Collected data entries
---
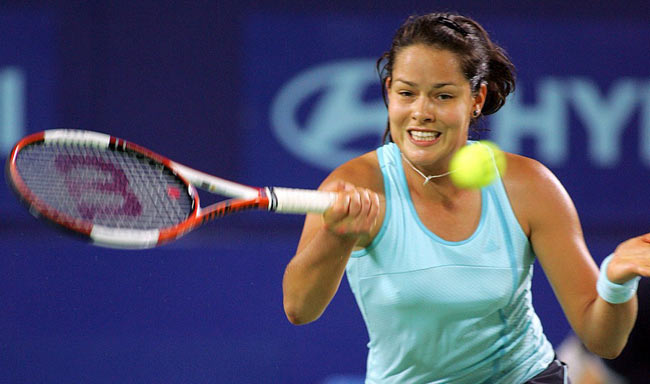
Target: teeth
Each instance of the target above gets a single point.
(424, 136)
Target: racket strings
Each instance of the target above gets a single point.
(113, 188)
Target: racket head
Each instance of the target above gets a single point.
(112, 192)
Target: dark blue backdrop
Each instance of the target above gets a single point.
(275, 94)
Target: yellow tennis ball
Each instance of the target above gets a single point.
(475, 165)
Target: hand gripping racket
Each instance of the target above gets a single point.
(121, 195)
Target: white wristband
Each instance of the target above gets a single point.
(612, 292)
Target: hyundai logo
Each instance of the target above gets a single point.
(320, 115)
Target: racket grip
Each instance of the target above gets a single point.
(290, 200)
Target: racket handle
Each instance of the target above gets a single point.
(290, 200)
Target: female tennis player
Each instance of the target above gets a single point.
(442, 275)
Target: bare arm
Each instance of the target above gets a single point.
(556, 236)
(314, 274)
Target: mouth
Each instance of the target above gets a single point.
(423, 137)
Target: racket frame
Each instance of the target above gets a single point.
(283, 200)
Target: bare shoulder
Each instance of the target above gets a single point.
(534, 191)
(362, 171)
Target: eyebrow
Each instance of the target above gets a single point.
(435, 86)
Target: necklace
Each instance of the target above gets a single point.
(426, 178)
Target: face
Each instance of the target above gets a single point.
(430, 105)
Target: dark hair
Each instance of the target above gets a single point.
(481, 60)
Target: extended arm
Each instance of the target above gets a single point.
(556, 235)
(314, 274)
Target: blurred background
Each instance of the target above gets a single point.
(274, 93)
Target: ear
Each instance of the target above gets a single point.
(479, 97)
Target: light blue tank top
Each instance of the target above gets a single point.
(447, 312)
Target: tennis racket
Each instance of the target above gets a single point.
(121, 195)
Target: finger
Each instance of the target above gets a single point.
(355, 203)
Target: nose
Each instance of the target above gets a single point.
(423, 111)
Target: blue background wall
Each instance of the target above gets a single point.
(241, 89)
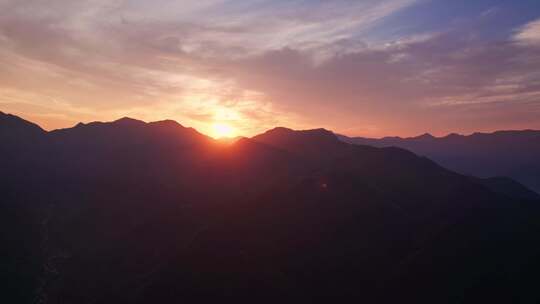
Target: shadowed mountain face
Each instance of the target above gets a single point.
(504, 153)
(134, 212)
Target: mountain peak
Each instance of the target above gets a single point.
(425, 136)
(128, 121)
(312, 141)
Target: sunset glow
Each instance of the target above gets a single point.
(221, 130)
(371, 68)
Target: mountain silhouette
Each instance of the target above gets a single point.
(135, 212)
(512, 154)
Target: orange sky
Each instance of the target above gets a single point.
(367, 68)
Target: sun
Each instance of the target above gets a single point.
(220, 130)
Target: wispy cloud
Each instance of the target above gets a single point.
(529, 34)
(256, 64)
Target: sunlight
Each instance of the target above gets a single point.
(220, 130)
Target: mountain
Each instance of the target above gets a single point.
(135, 212)
(512, 154)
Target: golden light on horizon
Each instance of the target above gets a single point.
(221, 130)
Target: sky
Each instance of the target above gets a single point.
(358, 67)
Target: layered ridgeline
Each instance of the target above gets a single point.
(135, 212)
(513, 154)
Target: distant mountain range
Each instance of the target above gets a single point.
(135, 212)
(514, 154)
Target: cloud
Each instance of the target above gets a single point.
(257, 64)
(529, 34)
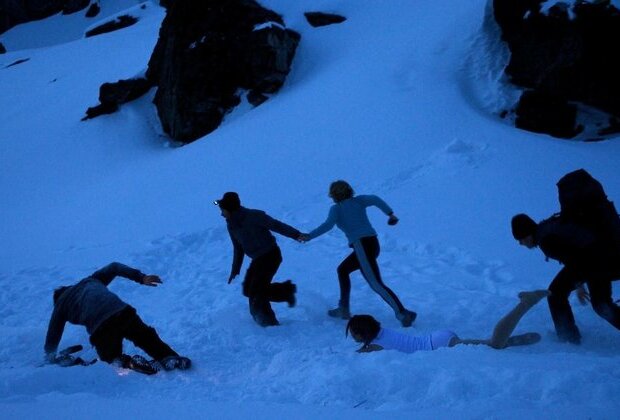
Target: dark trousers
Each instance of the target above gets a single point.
(364, 258)
(599, 287)
(259, 289)
(108, 338)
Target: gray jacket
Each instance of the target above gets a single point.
(250, 232)
(88, 303)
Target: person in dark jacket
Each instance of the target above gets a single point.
(586, 259)
(108, 320)
(250, 232)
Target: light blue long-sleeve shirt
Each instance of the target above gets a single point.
(351, 218)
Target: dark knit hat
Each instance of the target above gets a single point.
(230, 201)
(523, 226)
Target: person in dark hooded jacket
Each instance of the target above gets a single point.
(586, 259)
(250, 232)
(108, 320)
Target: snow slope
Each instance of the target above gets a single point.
(401, 101)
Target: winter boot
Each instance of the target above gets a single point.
(291, 300)
(341, 312)
(406, 317)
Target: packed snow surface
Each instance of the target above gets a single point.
(402, 101)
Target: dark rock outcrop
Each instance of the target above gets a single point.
(566, 54)
(114, 25)
(74, 6)
(543, 113)
(111, 95)
(207, 52)
(317, 19)
(14, 12)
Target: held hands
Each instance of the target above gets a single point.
(150, 280)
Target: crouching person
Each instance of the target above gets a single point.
(109, 320)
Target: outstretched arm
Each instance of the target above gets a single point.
(373, 200)
(237, 260)
(111, 271)
(278, 226)
(326, 226)
(54, 333)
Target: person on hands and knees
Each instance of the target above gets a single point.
(349, 214)
(587, 260)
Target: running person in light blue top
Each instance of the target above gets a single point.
(349, 214)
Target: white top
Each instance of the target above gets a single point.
(393, 340)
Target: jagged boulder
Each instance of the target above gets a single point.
(93, 10)
(317, 19)
(543, 113)
(14, 12)
(112, 95)
(115, 24)
(210, 50)
(567, 52)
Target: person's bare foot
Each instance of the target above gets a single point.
(532, 297)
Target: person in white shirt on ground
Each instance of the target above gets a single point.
(367, 330)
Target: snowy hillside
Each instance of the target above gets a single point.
(401, 100)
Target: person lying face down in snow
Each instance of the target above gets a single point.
(109, 321)
(367, 330)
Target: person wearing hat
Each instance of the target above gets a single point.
(109, 320)
(349, 214)
(250, 232)
(586, 260)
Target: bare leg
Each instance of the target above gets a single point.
(504, 328)
(507, 324)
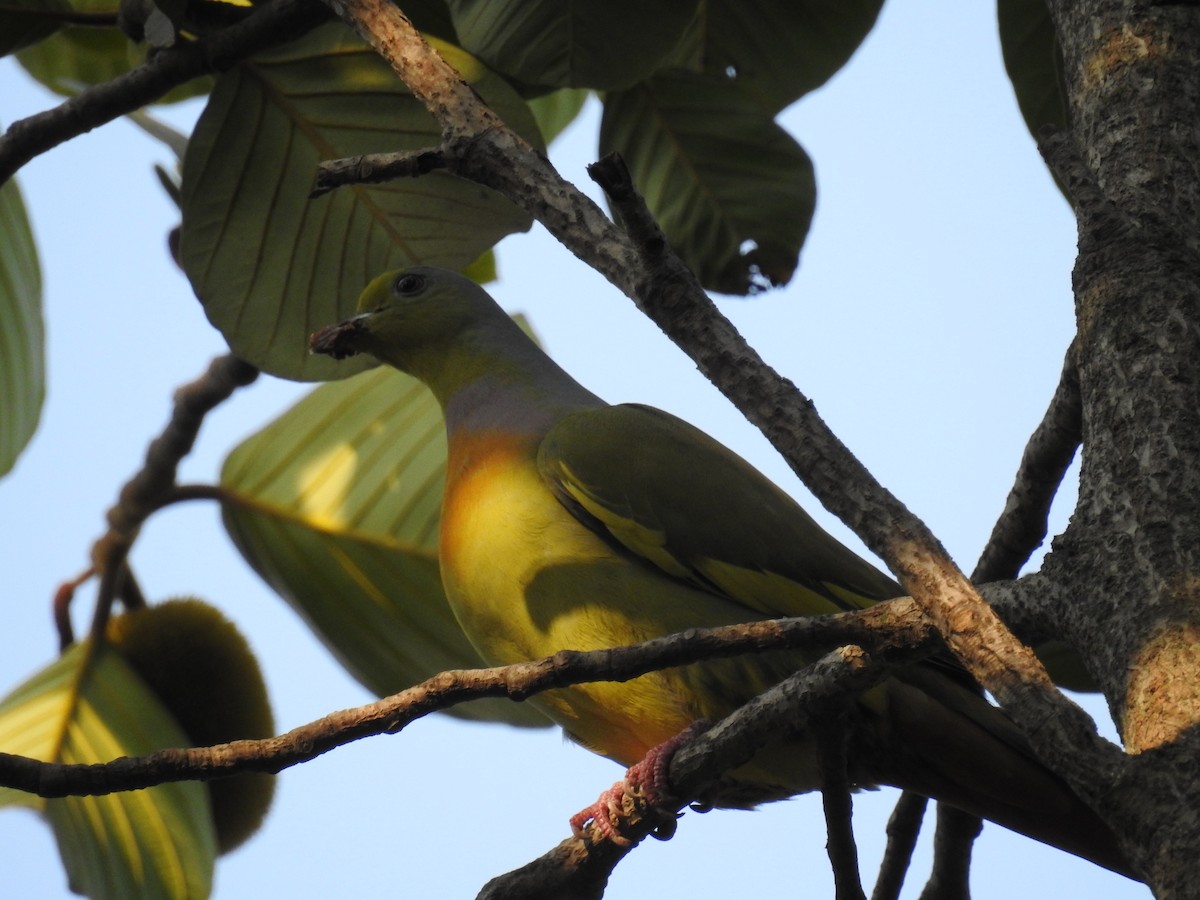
---
All lines of the data that hold "white" need to be copied.

Answer space:
Target: white wristband
Target: white top
Target: person in white shirt on ground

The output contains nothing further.